Capital infusion required by March 2026 from the company in its ongoing projects has surged as much as 60% to 57.95 billion rupees ($700 million) compared to what was envisaged before, India Ratings and Research, the local unit of Fitch Rating’s, said in a March 30 statement. This is due to cost overruns or the borrowings not being enough to support the projects, forcing the utility firm to invest more.

India Ratings revised its outlook on Adani Transmission to “negative” to reflect this uncertainty around debt funding secured for the under-construction transmission lines. Any shortfall will require the company to invest more “to meet project completion deadlines, potentially creating cashflow mismatches over FY24,” it said.

An Adani Group spokesperson said in an email that the conglomerate does “not comment on routine business matters.” “All public disclosures on business matters are disclosed when appropriate,” the spokesperson said in response to queries on how Adani Transmission plans to plug the funding gap.

‘Best Possible Assets’

Some high-profile investors are convinced about the large role units like Adani Transmission play in the country’s development.

GQG Partners’s Chief Investment Officer Rajiv Jain, one of the first investors to show support for the conglomerate after the Hindenburg attack, told Bloomberg last week that GQG had raised its investment in the Adani empire and its holdings were now worth $3.5 billion.

Jain said he is willing to buy into the group’s new share sale because “these are the best possible infrastructure assets available in India.” Praising the conglomerate for its “quality of execution,” Jain said, “Who else in India is creating such quality infrastructure assets at this scale?”

Very few private sector firms in India have the risk appetite and ability to withstand the vagaries of infrastructure development in the sprawling, unwieldy country like Adani does.

Infrastructure projects are funded by a mix of debt and capital infusion, or equity, from the company. Delays, pricier inputs or legal challenges also push up project costs.

Its largest project by length, Warora-Kurnool Transmission line, or WKTL, is facing a cost-overrun worth 6.7 billion rupees due to higher input and execution costs, India Ratings said at the end of March. The company “management confirmed that it will fully support the project to fund the entire cost-overrun,” it said in the statement.

Another project ——Adani Electricity Mumbai Infra Ltd. or AEMIL ——was slow to start as the Tata Group mounted a yearlong legal challenge against Adani’s license.

Eight Adani transmission lines are expected to be operational by March 2024 after some delay, according to data compiled by Bloomberg from company presentations and government websites.

Favorable Orders

The Adani Group’s effort to revert to pre-Hindenburg growth is gaining momentum from recent developments.

•••••

**Required work**:
1. Print the part of the Adani Transmission excerpt that runs from "GQG Partners’s Chief" to "like Adani does.".
2. According to the Adani Transmission excerpt, how large is the cost overrun on the Warora-Kurnool Transmission line, and what caused it?
3. Summarize the Adani Transmission excerpt in two sentences.

**Supplied information**:
•••••

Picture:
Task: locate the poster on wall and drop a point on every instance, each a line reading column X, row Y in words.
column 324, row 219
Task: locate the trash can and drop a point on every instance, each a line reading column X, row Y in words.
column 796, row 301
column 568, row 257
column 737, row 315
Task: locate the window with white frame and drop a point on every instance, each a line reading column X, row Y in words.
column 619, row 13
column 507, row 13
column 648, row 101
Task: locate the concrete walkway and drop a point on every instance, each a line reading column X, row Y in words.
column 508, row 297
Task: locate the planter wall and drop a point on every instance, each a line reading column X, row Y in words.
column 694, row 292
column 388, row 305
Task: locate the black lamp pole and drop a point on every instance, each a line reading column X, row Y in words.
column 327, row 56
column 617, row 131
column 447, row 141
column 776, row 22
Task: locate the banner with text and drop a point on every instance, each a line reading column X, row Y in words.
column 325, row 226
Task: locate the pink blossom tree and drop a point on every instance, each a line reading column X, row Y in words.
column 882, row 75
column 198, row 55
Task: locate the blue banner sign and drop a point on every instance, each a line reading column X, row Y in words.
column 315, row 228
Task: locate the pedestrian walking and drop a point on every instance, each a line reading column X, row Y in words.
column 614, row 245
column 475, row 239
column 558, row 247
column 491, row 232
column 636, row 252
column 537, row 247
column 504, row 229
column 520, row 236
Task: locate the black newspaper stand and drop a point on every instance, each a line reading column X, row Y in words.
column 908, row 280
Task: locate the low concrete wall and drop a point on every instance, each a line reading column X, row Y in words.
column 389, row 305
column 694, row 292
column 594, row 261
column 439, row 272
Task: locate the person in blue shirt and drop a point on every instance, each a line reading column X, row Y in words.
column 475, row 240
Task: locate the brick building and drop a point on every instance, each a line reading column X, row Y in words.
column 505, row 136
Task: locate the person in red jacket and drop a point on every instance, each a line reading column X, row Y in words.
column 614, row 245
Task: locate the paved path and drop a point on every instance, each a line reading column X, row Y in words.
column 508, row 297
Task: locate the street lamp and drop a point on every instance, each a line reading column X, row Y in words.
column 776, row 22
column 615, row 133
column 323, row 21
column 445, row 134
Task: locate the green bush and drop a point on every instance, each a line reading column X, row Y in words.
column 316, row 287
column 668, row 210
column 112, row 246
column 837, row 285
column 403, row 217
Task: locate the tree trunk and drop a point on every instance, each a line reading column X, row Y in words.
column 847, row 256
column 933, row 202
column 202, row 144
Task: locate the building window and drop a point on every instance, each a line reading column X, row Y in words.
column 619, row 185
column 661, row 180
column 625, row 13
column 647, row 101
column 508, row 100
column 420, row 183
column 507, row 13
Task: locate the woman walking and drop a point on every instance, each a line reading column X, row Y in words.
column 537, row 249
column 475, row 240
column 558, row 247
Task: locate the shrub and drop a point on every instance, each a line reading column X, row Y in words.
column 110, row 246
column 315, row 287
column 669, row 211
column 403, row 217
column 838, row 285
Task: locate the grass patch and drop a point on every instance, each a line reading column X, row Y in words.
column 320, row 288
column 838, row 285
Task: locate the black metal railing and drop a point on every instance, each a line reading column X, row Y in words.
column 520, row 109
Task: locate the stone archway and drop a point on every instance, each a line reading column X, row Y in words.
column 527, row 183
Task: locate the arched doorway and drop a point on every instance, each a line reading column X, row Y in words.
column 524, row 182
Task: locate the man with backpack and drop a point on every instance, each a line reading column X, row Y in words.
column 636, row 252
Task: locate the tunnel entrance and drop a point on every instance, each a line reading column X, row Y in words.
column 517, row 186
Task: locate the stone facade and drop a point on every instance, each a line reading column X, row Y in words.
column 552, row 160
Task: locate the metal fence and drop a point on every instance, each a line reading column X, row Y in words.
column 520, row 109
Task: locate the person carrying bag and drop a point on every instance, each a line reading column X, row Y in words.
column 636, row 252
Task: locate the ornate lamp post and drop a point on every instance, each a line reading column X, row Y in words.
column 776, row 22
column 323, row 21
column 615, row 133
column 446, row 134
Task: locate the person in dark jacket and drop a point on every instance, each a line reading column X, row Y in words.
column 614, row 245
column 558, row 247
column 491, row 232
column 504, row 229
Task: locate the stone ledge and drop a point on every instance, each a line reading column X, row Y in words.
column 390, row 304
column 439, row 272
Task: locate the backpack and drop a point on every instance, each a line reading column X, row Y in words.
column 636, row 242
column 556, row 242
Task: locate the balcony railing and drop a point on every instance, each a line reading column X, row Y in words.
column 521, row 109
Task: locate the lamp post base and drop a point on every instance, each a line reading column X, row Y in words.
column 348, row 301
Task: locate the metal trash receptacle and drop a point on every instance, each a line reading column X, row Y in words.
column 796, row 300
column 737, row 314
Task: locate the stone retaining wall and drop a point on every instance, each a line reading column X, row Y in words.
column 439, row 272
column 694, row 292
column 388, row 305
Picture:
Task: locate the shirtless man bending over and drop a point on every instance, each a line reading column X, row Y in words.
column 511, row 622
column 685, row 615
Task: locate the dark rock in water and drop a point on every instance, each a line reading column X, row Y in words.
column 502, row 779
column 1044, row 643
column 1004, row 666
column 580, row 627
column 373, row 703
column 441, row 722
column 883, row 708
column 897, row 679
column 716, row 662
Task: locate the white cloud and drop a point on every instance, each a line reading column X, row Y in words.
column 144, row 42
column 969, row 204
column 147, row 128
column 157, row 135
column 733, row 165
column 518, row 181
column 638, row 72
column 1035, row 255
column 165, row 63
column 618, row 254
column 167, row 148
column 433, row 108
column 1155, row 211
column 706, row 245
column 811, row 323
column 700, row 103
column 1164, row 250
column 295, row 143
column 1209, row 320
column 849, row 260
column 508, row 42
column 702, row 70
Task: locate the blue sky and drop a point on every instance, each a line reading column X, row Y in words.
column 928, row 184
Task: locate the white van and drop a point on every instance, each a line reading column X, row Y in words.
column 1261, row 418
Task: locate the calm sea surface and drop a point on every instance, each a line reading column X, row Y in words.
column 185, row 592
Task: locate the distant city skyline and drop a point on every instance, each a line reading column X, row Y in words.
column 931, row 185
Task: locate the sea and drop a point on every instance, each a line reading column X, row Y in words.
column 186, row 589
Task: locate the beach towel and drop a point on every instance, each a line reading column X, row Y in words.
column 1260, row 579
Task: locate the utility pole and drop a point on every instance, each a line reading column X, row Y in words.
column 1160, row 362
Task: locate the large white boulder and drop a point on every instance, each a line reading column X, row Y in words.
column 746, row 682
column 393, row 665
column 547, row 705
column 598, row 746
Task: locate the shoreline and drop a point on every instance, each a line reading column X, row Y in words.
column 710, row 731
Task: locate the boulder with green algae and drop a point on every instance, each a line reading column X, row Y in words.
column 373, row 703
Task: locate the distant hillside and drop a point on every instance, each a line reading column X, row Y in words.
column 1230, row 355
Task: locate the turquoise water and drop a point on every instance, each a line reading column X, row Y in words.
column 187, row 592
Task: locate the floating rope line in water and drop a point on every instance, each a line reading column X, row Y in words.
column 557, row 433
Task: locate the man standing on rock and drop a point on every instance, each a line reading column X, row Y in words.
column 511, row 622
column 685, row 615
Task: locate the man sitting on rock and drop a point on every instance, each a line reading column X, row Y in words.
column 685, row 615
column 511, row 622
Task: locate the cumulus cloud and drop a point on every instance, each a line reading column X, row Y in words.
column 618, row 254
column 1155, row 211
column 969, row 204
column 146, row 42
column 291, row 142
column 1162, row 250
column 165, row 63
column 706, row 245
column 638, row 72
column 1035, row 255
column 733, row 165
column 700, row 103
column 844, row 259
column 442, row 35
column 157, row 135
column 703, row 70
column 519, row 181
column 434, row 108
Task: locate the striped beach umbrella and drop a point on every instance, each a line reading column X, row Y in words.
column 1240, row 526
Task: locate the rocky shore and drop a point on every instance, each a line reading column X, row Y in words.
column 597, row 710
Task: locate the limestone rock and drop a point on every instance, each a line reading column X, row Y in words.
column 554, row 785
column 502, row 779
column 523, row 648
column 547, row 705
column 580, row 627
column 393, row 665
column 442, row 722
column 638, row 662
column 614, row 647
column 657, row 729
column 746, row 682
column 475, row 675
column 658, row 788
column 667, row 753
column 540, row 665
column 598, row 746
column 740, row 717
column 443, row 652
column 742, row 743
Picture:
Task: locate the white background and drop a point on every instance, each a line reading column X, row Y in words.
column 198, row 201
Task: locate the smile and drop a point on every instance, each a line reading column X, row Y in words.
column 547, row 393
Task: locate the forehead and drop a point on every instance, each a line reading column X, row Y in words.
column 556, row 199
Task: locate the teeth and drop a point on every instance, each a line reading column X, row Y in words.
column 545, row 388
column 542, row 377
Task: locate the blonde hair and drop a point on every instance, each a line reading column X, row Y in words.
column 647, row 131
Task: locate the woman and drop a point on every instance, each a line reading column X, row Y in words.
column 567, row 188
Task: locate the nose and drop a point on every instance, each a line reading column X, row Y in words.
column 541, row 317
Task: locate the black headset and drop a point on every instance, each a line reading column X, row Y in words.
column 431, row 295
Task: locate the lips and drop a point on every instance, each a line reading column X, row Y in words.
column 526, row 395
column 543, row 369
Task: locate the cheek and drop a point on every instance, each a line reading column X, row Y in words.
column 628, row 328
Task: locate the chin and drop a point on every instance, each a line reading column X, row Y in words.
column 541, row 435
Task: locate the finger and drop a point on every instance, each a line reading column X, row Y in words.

•••••

**Solutions per task**:
1.
GQG Partners’s Chief Investment Officer Rajiv Jain, one of the first investors to show support for the conglomerate after the Hindenburg attack, told Bloomberg last week that GQG had raised its investment in the Adani empire and its holdings were now worth $3.5 billion.

Jain said he is willing to buy into the group’s new share sale because “these are the best possible infrastructure assets available in India.” Praising the conglomerate for its “quality of execution,” Jain said, “Who else in India is creating such quality infrastructure assets at this scale?”

Very few private sector firms in India have the risk appetite and ability to withstand the vagaries of infrastructure development in the sprawling, unwieldy country like Adani does.

2. It is 6.7 billion rupees, caused by higher input and execution costs.

3. India Ratings said the capital Adani Transmission must put into its ongoing projects by March 2026 has risen as much as 60% to 57.95 billion rupees because of cost overruns or borrowings that fall short, and it revised the company's outlook to negative. GQG Partners' Rajiv Jain praised the group's infrastructure assets and raised his firm's investment, while projects such as the Warora-Kurnool line face cost overruns and others have been delayed.